- _What the exercise asks_: Render the material from its first line through the line containing "[[[84,201],[0,231],[0,310],[172,310],[214,280],[168,257]]]" as a two-column CSV with the headers input and output. Give one row per answer, putting the answer in output and the text that leads up to it in input. Wrap every field in double quotes and turn line breaks into spaces.

- _Provided entries_:
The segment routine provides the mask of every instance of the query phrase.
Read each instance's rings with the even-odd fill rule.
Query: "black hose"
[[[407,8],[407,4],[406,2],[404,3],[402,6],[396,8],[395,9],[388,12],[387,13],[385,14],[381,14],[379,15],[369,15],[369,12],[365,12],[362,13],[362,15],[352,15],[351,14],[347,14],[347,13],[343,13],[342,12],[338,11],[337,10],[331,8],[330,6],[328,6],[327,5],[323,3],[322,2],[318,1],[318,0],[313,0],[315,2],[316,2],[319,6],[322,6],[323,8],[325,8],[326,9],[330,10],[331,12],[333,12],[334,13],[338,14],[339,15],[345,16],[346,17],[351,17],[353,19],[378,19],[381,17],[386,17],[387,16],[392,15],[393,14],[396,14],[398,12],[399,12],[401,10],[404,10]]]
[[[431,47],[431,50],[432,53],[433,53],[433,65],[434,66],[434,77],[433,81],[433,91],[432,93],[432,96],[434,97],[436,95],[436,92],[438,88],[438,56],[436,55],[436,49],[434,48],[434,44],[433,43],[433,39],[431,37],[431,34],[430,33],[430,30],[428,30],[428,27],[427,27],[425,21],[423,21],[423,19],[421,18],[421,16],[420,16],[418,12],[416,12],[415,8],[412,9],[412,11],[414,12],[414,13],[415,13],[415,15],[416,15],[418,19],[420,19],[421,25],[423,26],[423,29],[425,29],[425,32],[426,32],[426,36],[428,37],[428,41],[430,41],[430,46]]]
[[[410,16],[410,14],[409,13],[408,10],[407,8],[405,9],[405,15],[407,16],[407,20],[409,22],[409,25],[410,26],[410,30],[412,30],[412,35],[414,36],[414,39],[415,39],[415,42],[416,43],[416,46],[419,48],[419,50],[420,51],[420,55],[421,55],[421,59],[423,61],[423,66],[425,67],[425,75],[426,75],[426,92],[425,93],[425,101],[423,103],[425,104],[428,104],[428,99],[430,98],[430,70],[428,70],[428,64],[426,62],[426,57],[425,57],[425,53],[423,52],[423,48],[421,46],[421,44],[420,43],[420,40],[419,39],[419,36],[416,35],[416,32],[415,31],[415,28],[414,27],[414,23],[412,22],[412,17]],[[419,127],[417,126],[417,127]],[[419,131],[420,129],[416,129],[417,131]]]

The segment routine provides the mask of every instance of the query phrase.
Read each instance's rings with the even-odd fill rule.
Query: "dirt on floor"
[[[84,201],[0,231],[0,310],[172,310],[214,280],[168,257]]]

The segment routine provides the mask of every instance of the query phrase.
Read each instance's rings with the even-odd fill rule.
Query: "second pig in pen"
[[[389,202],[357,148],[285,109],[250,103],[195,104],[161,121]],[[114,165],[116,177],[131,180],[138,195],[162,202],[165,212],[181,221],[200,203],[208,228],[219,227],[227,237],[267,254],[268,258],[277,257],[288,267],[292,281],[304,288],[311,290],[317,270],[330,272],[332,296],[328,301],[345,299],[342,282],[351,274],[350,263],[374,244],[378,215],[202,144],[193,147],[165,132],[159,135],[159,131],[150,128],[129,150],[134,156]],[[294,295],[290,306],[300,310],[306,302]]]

- _Worked solution_:
input,output
"The segment routine provides the mask of every instance of the query phrase. Read each instance's rings with the even-odd fill rule. Query: ""black hose""","[[[407,8],[407,4],[406,2],[404,3],[402,6],[396,8],[395,9],[388,12],[387,13],[385,14],[381,14],[379,15],[369,15],[369,12],[365,12],[362,13],[362,15],[352,15],[351,14],[347,14],[347,13],[343,13],[342,12],[338,11],[337,10],[331,8],[330,6],[328,6],[327,5],[323,3],[322,2],[318,1],[318,0],[313,0],[315,2],[316,2],[319,6],[322,6],[323,8],[325,8],[326,9],[330,10],[331,12],[333,12],[334,13],[338,14],[339,15],[345,16],[346,17],[351,17],[353,19],[378,19],[381,17],[386,17],[387,16],[392,15],[393,14],[396,14],[398,12],[399,12],[401,10],[404,10]]] [[[431,47],[431,50],[432,53],[433,53],[433,65],[434,66],[434,77],[433,81],[433,91],[432,93],[432,96],[434,97],[436,95],[436,92],[438,88],[438,56],[436,55],[436,49],[434,48],[434,44],[433,43],[433,39],[431,37],[431,34],[430,33],[430,30],[428,30],[428,27],[427,27],[425,21],[423,21],[423,19],[421,18],[421,16],[420,16],[418,12],[416,12],[415,8],[412,9],[412,11],[414,12],[414,13],[415,13],[415,15],[416,15],[418,19],[420,19],[421,25],[423,26],[423,29],[425,29],[425,32],[426,32],[426,36],[428,37],[428,41],[430,41],[430,46]]] [[[410,16],[410,14],[409,13],[408,10],[407,8],[405,9],[405,15],[407,16],[407,20],[409,22],[409,25],[410,26],[410,30],[412,30],[412,35],[414,36],[414,39],[415,39],[415,42],[416,43],[416,46],[419,48],[419,50],[420,51],[420,55],[421,55],[421,59],[423,61],[423,66],[425,67],[425,75],[426,75],[426,92],[425,93],[425,101],[423,103],[425,104],[428,104],[428,99],[430,98],[430,70],[428,70],[428,64],[426,62],[426,57],[425,57],[425,53],[423,52],[423,48],[421,46],[421,44],[420,43],[420,40],[419,39],[419,36],[416,35],[416,32],[415,31],[415,28],[414,27],[414,23],[412,22],[412,17]],[[419,127],[417,126],[417,127]],[[419,131],[420,129],[416,129],[417,131]]]"
"The segment routine provides the mask of every instance of the query phrase. Read each instance's rings with the even-odd fill rule. Query: ""dirt on floor""","[[[84,201],[0,231],[0,310],[172,310],[214,280],[168,257]]]"